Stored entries
━━━

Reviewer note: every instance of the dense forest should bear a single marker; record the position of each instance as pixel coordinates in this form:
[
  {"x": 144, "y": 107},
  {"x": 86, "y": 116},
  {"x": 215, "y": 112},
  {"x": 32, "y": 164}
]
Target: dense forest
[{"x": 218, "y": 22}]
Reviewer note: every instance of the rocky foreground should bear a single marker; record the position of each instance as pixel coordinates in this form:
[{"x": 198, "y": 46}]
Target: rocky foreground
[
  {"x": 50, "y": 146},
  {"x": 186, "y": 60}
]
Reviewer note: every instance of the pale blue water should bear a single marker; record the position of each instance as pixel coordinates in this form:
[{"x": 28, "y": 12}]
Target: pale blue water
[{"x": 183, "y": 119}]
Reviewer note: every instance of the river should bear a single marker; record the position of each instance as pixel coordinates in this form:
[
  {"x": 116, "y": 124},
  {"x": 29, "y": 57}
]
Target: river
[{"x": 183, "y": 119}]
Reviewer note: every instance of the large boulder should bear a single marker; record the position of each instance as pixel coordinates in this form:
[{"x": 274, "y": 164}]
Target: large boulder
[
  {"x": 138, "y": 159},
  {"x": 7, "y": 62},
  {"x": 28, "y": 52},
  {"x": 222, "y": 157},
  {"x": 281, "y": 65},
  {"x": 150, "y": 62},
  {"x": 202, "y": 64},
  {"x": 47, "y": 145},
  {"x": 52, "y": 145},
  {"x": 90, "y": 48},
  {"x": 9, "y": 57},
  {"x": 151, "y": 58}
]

━━━

• Instructions for the task:
Keeping every word and mark as it is, print the entries above.

• Solution:
Reviewer note: every instance of the dense forest should bear a single marker; record the position of each instance as pixel coordinates in this form:
[
  {"x": 144, "y": 107},
  {"x": 86, "y": 116},
  {"x": 215, "y": 112},
  {"x": 32, "y": 164}
]
Target: dense forest
[{"x": 218, "y": 22}]
Reviewer note: every instance of the rocky foreground should bear a single marker; record the position of each instance as pixel coordinates in this form:
[{"x": 198, "y": 46}]
Target: rocky foreground
[
  {"x": 50, "y": 146},
  {"x": 186, "y": 60}
]
Reviewer note: every instance of the pale blue water should bear a single marker; record the position of each instance as pixel coordinates in this form:
[{"x": 28, "y": 12}]
Target: pale blue water
[{"x": 183, "y": 119}]
Reviewer note: every instance of the river should bear a single marker; record the position of each instance as pixel coordinates in this form:
[
  {"x": 116, "y": 124},
  {"x": 29, "y": 57}
]
Target: river
[{"x": 183, "y": 119}]
Reviewer note: every instance of the large boulder should bear a single marker; record the position of each instance as pixel coordinates in this form:
[{"x": 274, "y": 164}]
Target: large boulder
[
  {"x": 138, "y": 159},
  {"x": 7, "y": 62},
  {"x": 28, "y": 52},
  {"x": 222, "y": 157},
  {"x": 281, "y": 65},
  {"x": 150, "y": 62},
  {"x": 202, "y": 64},
  {"x": 47, "y": 145},
  {"x": 52, "y": 145},
  {"x": 90, "y": 48},
  {"x": 9, "y": 57},
  {"x": 151, "y": 58}
]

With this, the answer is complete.